**Set task**
Every entry that follows needs to be repeated exactly.

**Record extracts**
○ ○ ○ ○
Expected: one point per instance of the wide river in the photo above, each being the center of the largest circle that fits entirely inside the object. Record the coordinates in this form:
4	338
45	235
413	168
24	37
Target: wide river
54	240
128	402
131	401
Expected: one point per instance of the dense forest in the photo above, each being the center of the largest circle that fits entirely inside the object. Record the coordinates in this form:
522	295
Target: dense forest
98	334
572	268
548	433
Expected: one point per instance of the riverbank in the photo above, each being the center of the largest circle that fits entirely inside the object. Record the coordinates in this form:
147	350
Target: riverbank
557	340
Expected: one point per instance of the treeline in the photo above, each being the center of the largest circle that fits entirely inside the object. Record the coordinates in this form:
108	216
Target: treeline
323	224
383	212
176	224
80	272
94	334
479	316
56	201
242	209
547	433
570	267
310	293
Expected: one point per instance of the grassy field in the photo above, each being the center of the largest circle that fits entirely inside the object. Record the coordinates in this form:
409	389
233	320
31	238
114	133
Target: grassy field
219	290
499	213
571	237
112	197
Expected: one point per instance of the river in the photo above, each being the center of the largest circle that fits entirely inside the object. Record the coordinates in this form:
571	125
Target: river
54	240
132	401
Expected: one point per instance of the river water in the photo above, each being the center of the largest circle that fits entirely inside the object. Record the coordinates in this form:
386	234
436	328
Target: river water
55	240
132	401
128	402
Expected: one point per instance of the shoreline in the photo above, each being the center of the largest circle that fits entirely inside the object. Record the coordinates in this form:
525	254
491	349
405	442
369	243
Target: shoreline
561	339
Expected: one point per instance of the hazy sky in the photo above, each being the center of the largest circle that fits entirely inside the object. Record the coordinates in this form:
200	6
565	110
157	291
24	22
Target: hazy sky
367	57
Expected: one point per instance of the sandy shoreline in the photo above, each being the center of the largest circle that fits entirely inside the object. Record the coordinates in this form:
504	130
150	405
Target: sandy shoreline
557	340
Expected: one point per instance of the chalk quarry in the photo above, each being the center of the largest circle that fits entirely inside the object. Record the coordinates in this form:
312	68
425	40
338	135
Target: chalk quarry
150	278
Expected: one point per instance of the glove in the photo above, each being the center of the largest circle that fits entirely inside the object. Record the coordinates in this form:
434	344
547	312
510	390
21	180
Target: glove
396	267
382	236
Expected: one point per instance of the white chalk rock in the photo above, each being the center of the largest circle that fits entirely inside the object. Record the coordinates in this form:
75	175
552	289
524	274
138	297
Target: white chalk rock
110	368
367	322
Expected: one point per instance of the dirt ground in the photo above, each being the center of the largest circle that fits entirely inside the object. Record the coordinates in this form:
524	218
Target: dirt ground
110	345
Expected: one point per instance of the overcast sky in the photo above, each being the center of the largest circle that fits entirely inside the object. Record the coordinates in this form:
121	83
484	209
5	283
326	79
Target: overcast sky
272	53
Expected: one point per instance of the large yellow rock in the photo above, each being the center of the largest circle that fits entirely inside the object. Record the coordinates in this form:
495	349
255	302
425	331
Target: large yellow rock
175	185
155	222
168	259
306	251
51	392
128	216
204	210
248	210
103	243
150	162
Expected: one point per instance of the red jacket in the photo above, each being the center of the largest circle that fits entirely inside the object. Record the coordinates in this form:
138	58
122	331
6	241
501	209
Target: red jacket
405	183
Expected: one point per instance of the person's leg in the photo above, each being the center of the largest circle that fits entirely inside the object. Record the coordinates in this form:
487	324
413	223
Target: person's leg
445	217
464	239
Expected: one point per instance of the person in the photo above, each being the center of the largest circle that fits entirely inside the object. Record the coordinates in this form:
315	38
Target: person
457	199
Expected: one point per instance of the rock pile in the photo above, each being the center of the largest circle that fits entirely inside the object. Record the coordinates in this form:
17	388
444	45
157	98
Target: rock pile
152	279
○ ○ ○ ○
**Exercise solution**
Expected: one point per instance of the wide river in the photo above, each being the center of the largest circle that fits entirely inside the object. Record the coordinates in this form:
4	338
45	235
413	168
24	37
Target: wide river
54	240
128	402
131	401
Expected: one point per instance of the dense forest in the photo above, each being the center of the largest circle that fits entirely inside the object. Record the coordinates in this form:
522	295
Target: dense forest
98	334
572	268
548	433
Expected: one point per instance of the riverbank in the photo above, each being the center of the largest circle that fits entirely inside the object. Record the coordinates in this form:
147	350
Target: riverbank
557	340
Expected: one point per instance of the treeline in the photo above, each being the center of the largest circle that fits entirely inside the object. Record the coordinates in this form:
108	216
Target: treeline
323	224
383	212
176	224
80	272
94	334
479	316
56	201
242	209
547	433
570	267
310	293
Expected: one point per instance of the grassy field in the photo above, each being the center of the largest circle that fits entirely inside the object. Record the coordinates in this form:
409	389
233	320
31	238
114	133
Target: grassy field
219	290
499	213
571	237
112	197
Expected: one point per instance of the river in the photo above, each being the center of the largest circle that fits entirely inside the object. Record the coordinates in this form:
571	125
Target: river
54	240
132	401
Expected: one point per instance of the river water in the photo above, each being the center of the largest circle that fits entirely inside the object. Record the coordinates in this form:
386	234
436	328
Target: river water
55	240
132	401
128	402
Expected: one point per instance of the shoreline in the photo above, each being the center of the largest circle that fits entirely inside the object. Record the coordinates in this form:
525	254
491	349
405	442
369	243
Target: shoreline
561	339
Expected: one point per instance of the hazy sky in the photo above, each being the center of the largest circle that fits entirely inside the object. Record the coordinates in this form:
200	6
565	110
157	291
24	22
Target: hazy sky
367	57
Expected: one point per instance of the sandy shoreline in the photo above, each being the center of the largest circle that fits entirely inside the object. Record the coordinates in this form:
504	130
150	405
Target: sandy shoreline
557	340
Expected: one point per instance of the chalk quarry in the photo above, each being the center of the largest circle that fits entirely inside the object. Record the coordinates in this form:
312	68
425	40
338	135
Target: chalk quarry
150	278
Expected: one point per instance of the glove in the photo above, each being the center of the largest circle that fits entirely inside the object. Record the coordinates in this form:
434	344
547	312
510	390
21	180
Target: glove
396	267
382	236
Expected: one point per instance of the white chalk rock in the photo above, each being the center of the largest circle that fits entirely inside the object. Record the coordinates in this form:
75	175
552	289
524	274
138	297
Target: white chalk rock
110	368
367	322
Expected: one point per instance of the dirt ground in the photo above, each being the center of the largest circle that fits entirely inside the object. Record the coordinates in this form:
524	218
Target: dirt ground
110	345
Expected: one point per instance of the overcast sky in the photo above, each being the center of the largest circle that fits entirely inside the object. Record the coordinates in this form:
121	83
484	209
5	283
326	79
Target: overcast sky
272	53
Expected: one point per instance of the large yellow rock in the photo above, each being the center of the largest circle that fits entirely inside the object. Record the coordinates in this form:
495	349
255	302
425	331
Target: large yellow rock
175	185
155	222
168	259
306	251
51	392
128	216
204	210
248	210
103	243
150	162
Expected: one point per instance of the red jacket in the photo above, each being the center of the largest circle that fits entirely inside the object. Record the coordinates in this form:
138	58
122	331
6	241
501	209
Target: red jacket
405	183
Expected: one point per instance of the person's leg in the photo above, each being the center of the largest circle that fits entirely inside the object. Record the coordinates in this form:
487	324
413	223
Target: person's leg
445	217
464	239
Expected: one point per instance of the person in the photo above, each being the center of the largest circle that fits entirely inside the object. Record the coordinates in this form:
315	38
Target: person
457	199
Expected: one point per instance of the rock pile in the photo above, each being the center of the largest circle that fits entirely inside the object. Record the coordinates in this form:
17	388
444	45
157	98
Target: rock pile
152	279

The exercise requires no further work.